The reed switch 91 itself is a conventional element including two
opposed arms 92 each carrying a contact 94. In its conventional
operation, when the reed switch 91 is not in the presence of a
magnetic field of a defined strength, the arms 92 with the contacts
94 thereon stand separated by a gap. However, in the presence of a
suitable magnetic field, the arms 91 are drawn together until the
contacts 94 meet to close a circuit including the reed switch 91
and thereby provide an output on electrical leads 96 to the
programmable control device.
In the illustrated embodiment, the magnetic field experienced by
the reed switch 91 increases and decreases twice with each rotation
of the wheel 54. As the wheel 54 rotates to bring one of the
magnets 56 proximate to the reed switch 91, as shown in FIG. 4, the
magnetic field increases to bring the contacts 94 together to close
the circuit. However, after another quarter turn of the wheel 54,
both magnets 56 are distanced from the reed switch 91 and the
magnetic field at the reed switch 91 decreases to allow the arms 92
to separate, opening the circuit as shown in FIG. 7. Thus, as the
pool cleaner 10 moves normally across the pool wall, the reed
switch 91 will receive a strong magnetic field twice at regular
intervals for each complete rotation of the wheel 54. Each strong
magnetic field is a signal transmitted from the respective magnet
56 in accordance with movement of the wheel 54 to be received by
the reed switch 91. As a result, the reed switch 91 opens and
closes at these intervals, thereby generating an output indicative
of the signals received by the reed switch 91. If such signals
(sufficiently high magnetic fields in this embodiment) continue to
be received at these intervals, then the wheel 54, and hence the
pool cleaner 10, is moving normally and the output of the reed
switch 91 will so indicate.
However, if these signals are not generated at the expected
intervals, some misoperation of the pool cleaner 10 is happening.

Excerpted records:
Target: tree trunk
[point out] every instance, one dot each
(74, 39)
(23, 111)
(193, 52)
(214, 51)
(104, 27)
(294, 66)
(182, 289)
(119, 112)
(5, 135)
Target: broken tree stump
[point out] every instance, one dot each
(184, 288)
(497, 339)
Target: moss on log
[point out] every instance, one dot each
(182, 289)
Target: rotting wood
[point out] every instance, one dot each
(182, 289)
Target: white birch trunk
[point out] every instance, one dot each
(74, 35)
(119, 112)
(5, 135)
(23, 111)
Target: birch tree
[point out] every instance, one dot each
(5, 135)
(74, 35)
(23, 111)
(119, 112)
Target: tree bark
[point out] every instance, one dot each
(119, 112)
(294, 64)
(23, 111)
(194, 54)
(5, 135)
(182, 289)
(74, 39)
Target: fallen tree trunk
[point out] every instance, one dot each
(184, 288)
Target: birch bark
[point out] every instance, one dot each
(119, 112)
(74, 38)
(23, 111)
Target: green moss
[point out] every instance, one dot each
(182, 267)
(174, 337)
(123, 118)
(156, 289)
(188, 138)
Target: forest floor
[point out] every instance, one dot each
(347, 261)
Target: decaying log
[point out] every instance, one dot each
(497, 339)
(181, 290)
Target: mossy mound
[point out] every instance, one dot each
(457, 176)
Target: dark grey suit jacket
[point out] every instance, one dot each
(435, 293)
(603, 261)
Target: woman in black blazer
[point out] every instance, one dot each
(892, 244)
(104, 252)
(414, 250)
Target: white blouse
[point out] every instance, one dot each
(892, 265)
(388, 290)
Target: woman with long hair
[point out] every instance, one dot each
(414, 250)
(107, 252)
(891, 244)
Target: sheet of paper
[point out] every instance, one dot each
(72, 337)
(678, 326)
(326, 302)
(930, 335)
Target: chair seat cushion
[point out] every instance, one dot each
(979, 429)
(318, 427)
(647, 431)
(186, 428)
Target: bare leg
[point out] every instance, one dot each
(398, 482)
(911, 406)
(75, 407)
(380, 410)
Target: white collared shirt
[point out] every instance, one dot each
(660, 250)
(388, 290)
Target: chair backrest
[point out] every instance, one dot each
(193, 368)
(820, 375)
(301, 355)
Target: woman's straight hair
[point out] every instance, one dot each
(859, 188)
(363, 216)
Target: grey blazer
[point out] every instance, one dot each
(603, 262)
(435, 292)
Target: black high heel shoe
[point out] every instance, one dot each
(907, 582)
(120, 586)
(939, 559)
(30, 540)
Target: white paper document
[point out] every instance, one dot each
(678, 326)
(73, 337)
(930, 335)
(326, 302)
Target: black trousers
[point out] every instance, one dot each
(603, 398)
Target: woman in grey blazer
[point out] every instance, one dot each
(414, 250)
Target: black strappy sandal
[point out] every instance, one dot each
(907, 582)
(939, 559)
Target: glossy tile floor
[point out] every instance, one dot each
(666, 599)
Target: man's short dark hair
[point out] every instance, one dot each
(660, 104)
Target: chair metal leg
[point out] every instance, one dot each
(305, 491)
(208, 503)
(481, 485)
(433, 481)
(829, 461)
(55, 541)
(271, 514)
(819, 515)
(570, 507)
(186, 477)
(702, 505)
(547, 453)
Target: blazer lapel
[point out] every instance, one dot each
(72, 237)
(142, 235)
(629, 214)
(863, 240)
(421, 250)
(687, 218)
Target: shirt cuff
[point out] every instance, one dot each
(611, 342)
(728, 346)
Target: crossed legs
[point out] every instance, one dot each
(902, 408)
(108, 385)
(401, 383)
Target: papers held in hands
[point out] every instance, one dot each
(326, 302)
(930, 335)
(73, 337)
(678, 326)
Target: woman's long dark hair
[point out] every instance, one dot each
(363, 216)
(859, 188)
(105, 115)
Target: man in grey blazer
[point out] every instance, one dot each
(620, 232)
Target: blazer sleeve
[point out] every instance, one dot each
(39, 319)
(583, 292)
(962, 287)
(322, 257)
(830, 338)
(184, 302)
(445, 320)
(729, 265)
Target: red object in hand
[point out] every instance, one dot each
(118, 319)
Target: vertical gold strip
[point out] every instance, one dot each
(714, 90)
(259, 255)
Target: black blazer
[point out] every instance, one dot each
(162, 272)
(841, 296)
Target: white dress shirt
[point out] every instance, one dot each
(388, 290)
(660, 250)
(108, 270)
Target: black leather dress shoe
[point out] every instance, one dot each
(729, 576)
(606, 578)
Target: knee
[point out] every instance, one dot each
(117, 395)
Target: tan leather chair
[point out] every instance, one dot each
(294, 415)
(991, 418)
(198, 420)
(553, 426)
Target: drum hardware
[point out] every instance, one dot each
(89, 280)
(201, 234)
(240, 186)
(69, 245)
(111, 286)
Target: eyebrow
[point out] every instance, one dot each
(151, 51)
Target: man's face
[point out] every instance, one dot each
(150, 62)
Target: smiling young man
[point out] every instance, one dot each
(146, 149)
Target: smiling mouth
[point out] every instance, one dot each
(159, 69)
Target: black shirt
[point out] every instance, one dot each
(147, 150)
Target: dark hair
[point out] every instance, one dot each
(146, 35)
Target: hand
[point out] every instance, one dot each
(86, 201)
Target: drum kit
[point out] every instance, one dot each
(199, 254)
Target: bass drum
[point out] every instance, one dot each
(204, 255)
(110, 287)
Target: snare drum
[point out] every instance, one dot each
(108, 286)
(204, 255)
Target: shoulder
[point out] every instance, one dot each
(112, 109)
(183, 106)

---

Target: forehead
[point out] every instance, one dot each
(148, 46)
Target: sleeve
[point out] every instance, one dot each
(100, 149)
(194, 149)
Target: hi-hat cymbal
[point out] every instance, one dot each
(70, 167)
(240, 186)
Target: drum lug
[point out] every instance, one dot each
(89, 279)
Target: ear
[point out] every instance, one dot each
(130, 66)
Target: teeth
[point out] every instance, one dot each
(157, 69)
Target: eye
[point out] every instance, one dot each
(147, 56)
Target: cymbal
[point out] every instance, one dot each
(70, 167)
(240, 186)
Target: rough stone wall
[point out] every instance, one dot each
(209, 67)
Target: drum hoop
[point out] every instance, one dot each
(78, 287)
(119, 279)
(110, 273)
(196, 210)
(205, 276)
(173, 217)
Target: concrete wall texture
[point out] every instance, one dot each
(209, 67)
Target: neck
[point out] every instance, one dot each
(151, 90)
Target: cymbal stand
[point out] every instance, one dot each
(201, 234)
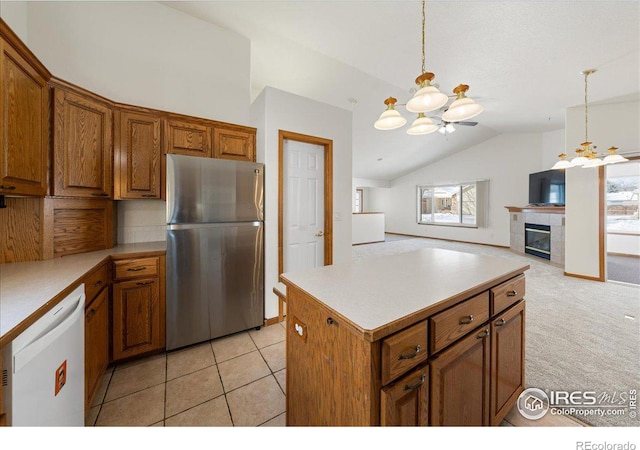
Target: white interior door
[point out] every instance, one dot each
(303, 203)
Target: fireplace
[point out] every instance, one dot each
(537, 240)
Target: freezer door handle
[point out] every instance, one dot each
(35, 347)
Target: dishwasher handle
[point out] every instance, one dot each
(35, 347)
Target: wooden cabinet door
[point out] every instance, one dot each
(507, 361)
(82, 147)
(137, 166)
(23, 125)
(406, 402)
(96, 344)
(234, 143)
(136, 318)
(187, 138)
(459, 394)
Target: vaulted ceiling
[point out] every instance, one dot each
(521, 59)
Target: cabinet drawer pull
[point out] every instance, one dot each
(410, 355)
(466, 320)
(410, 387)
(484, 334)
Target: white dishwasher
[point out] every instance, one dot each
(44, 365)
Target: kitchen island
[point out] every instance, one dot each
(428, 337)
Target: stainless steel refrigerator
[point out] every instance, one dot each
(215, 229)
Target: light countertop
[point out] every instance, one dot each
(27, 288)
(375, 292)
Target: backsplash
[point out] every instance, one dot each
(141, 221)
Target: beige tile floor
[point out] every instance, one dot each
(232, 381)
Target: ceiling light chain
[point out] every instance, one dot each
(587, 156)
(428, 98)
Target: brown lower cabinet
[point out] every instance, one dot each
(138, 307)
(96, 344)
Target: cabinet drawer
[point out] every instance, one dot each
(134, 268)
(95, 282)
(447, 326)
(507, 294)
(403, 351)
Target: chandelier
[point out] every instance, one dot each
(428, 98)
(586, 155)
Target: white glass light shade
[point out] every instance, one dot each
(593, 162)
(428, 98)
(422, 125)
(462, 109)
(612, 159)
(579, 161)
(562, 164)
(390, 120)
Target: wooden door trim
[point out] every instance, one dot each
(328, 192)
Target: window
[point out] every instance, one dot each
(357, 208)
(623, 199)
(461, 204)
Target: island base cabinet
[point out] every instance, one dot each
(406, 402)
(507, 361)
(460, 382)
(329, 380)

--

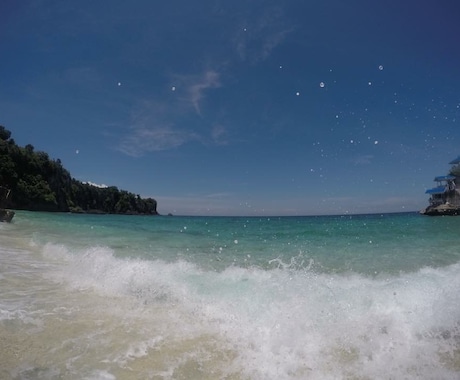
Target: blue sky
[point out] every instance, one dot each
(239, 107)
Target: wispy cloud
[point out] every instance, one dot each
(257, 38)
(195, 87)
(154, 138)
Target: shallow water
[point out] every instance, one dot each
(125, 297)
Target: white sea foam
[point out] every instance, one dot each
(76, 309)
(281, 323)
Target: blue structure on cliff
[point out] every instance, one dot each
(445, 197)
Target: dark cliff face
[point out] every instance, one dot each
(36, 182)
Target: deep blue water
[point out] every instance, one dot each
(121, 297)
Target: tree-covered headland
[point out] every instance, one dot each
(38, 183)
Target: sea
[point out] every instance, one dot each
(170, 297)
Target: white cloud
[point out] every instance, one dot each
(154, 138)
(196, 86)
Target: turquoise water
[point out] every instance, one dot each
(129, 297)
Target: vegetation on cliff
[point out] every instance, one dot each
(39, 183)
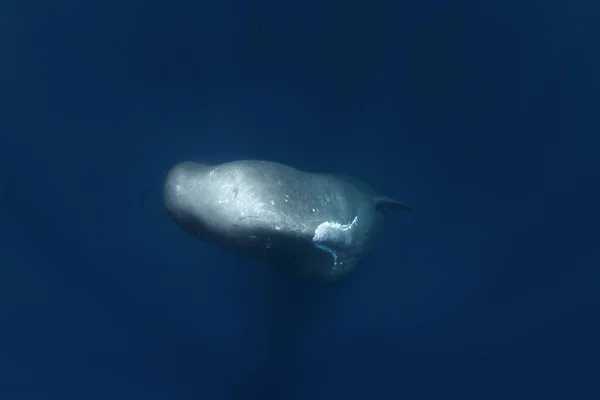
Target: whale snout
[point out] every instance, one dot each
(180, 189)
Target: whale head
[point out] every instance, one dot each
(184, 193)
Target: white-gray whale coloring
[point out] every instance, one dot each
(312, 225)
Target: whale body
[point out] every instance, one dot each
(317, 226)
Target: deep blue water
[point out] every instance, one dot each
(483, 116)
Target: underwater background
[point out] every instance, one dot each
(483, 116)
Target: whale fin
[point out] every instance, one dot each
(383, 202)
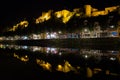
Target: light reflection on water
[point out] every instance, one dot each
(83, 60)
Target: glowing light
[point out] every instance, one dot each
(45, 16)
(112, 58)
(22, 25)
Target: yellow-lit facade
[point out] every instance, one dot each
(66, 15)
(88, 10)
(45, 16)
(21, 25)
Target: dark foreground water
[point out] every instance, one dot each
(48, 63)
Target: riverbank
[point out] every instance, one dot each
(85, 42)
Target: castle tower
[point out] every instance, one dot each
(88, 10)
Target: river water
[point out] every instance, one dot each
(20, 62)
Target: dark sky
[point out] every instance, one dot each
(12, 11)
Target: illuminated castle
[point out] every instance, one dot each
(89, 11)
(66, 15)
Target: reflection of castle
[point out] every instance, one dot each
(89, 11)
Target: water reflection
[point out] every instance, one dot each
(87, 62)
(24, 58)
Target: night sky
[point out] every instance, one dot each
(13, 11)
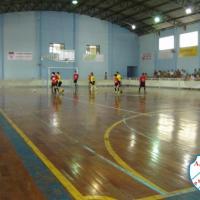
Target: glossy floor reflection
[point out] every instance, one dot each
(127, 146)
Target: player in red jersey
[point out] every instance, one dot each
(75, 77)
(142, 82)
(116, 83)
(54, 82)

Set problem:
Translate this sentence from the reed switch text above into Spanish: "In the illustrated embodiment, the magnetic field experienced by the reed switch 91 increases and decreases twice with each rotation of the wheel 54."

Solution:
En la realización ilustrada, el campo magnético que experimenta el interruptor de láminas 91 aumenta y disminuye dos veces con cada rotación de la rueda 54.